QUOTED PASSAGE
********

New Years Resolution -- Weight Loss

Weight Loss in Your Pet

Previously we discussed how to body condition score (BCS) your pet at home.  This is a relatively simple way to assess your pet's weight and if weight loss is needed or not.  For each point over 5 in the 1 to 9 scale, your pet is roughly 10% overweight.  This means a 100 pound dog with a BCS of 7 is 20% overweight or 20 pounds over what is ideal.  Similarly, a 10 pound dog with the same BCS is also 20% overweight and needs to lose 2 pounds.  This just shows that even something as minor as 1-2 pounds can make a huge difference for those little guys and gals.  

Health Risks More Likely in an Overweight Pet

  • Diabetes

  • Respiratory and heart disease

  • Skin disease and disorders

  • Osteoarthritis and other orthopedic disorders

  • Many forms of cancer -- especially those involving abdominal organs

As with most health conditions, it is best to be pro-active versus reactive in any given issue.  The likelihood of success increases the sooner you begin to combat any health issue.  Prevention of weight loss in dogs and cats begins as puppies/kittens.  Common discussion points with your veterinarian or the veterinary staff should include:

  • Puppy and kitten feeding

  • How to assess BCS and using that information to adjust feeding appropriately.  This is especially important after spaying or neutering as metabolic requirements decrease at that time

  • Maintaining an ideal adult weight

  • Maintaining exercise and activity

  • Behavior training using interactive rewards instead of food

  • Understanding the limitations of pet food labels and label feeding recommendations

Similar to people, as pet's age and mature, their body has differing requirements nutritionally.  This means the food may need to be changed, the feeding amount or schedule adjusted or the activity level modified.  The greatest prevalence of obesity in pets is between the ages 5 and 12 years.  This age group would definitely benefit from increased vigilence and understanding of the key principles mentioned above.

********

PROBLEMS TO WORK ON
a: Answer these questions from the pet weight loss article, one line each:
(i) On the 1 to 9 scale, roughly how overweight is a pet for each point over 5?
(ii) Which forms of cancer does the article single out as especially likely?
(iii) Between what ages is obesity in pets most prevalent?
b: Please extend the pet weight loss article, beginning after its final sentence.
The listing that comes next is drawn from a separate source and has no connection to the pet weight loss article.

********

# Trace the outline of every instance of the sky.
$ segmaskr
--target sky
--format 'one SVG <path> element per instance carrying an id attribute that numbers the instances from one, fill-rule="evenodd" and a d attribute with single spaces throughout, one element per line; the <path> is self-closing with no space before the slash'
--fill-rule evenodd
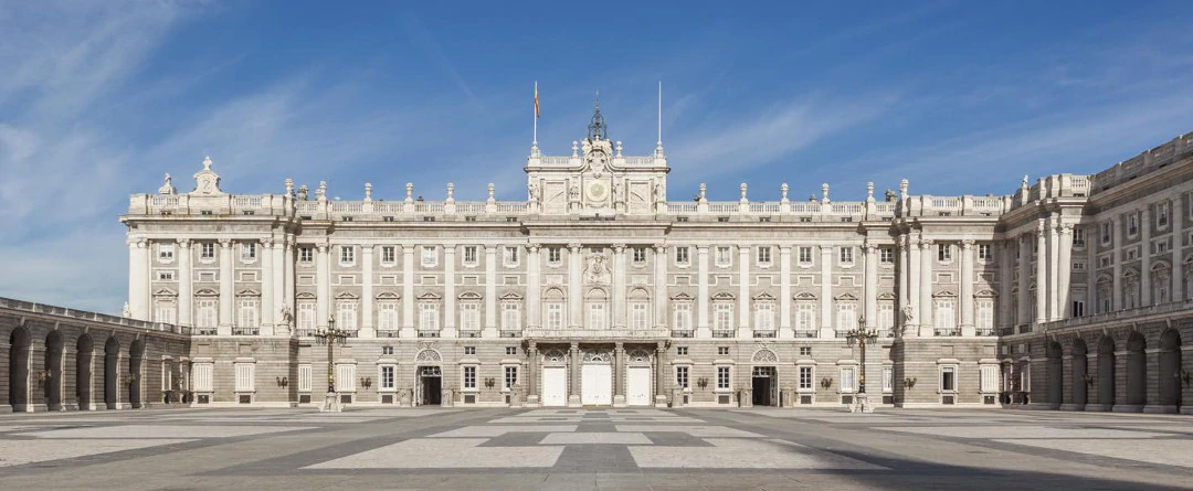
<path id="1" fill-rule="evenodd" d="M 1172 1 L 0 0 L 0 296 L 118 313 L 131 193 L 525 199 L 595 93 L 672 199 L 1006 194 L 1193 131 Z"/>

********

RESULTS
a:
(i) Roughly 10% overweight.
(ii) Those involving abdominal organs.
(iii) Between 5 and 12 years.

b:
How to Make a Weight Loss Program

Because of the numerous factors involved in formulating a weight loss program for a pet, a schedule consultation with your veterinarian is crucial.  Information acquired at this visit is as follows:

  1. Physical examination to determine weight, BCS, muscle condition score (MCS)

  2. Evaluation of current diet and feeding regimen at home.  Including treats

  3. Assessment of activity level and abilty of the pet and the owner

  4. Time constraints that may need to be taken into consideration

  5. Potential underlying metabolic, orthopedic or general health issues of the pet

Using this information, a specific plan will be developed including the necessary caloric requirements at each stage of the process.  The veterinarian may request a change in the pet's diet or feeding schedule based on the information given.  Prescription diet food are oftentimes utilized as they have been nutritionally balanced to accomodate a reduction in calories without losing nutritional adequacy.  Also expectations of weight loss rate can be better estimated.  On average, a weight loss plan can take roughly 60 minutes to develop appropriately due to the level of detail needed.  Several recheck examinations would take place as check-points with progress and alterations to the program made as needed.  Caloric requirements will decrease as weight loss is achieved and exercise will gradually be increased based on the owner/pet's ability and response to therapy.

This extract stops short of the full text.